==== Quoted text ====

FM-09 — MNO CBE adapter protocol change

Scenario. MNO upgrades their CBE (e.g., Ericsson protocol version bump); existing adapter rejects new response format.

Impact. Dispatches to that MNO start failing with CBE_REJECT; circuit eventually opens; broadcasts become PARTIAL until adapter updated.

Mitigation.

  1. Adapter abstraction (per SERVICE_OVERVIEW §6.2) — new adapter can be deployed without redeploying main service.
  2. Alternate-adapter fallback: if EricssonProprietaryCbeAdapter fails, try Standard3gppCbeAdapter (some MNO CBEs support both).
  3. Vendor-contact runbook: call MNO NOC within 1 h to confirm protocol change + request documentation.
  4. Adapter change deployed within 48 h SLA.

FM-10 — Replay attack

Scenario. Attacker captures a valid signed broadcast request and replays it.

Impact. Rejected REPLAY_NONCE; audit row written; rate-limit engages.

Mitigation.

  1. Signature window: request timestamp must be within 5 min of server time; older → rejected.
  2. Nonce deduplication: per-cert nonce cache in Redis (TTL 10 min); re-seen nonce → rejected.
  3. Multiple replay attempts → automated security incident (CISO paged).

FM-11 — Concurrent cancellation race

Scenario. Two approvers click cancel near-simultaneously; or the original initiator and a second approver both attempt cancel at the same instant.

Impact. Potential duplicate CANCELLED transition.

Mitigation.

  1. State transition uses UPDATE ... WHERE state = 'ACCEPTED' (Postgres row-level lock via FOR UPDATE).
  2. Single winner; loser receives INVALID_STATE.
  3. Audit records only the winning transition.

FM-12 — Cell-DB refresh fails

Scenario. MNO cell-database export endpoint unreachable or malformed on weekly refresh.

Impact. Polygon targeting degraded for that MNO; named-region targeting unaffected.

Mitigation.

  1. Retry 3× with exponential backoff.
  2. Manual-upload fallback: platform admin can upload cell-DB CSV via admin-dashboard.

====

**Work to be completed:**
Please give the failure-mode text again, starting with "FM-09 — MNO" and going on through "new response format.", and substitute "operator" for every "MNO".

==== Data segment ====

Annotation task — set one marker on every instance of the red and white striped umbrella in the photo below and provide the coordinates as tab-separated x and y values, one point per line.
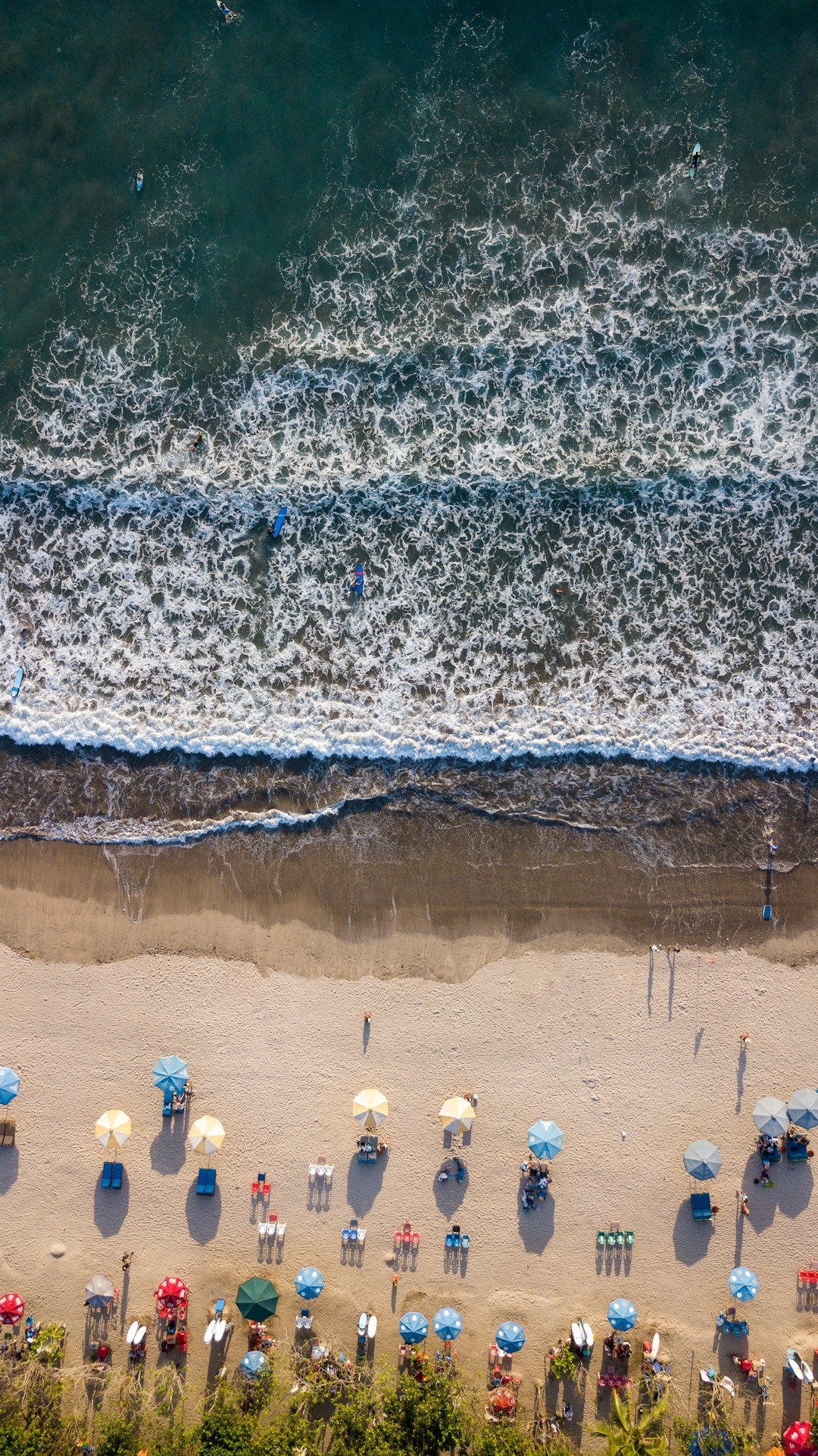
12	1309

====

**Result of the exercise:**
FM-09 — operator CBE adapter protocol change

Scenario. operator upgrades their CBE (e.g., Ericsson protocol version bump); existing adapter rejects new response format.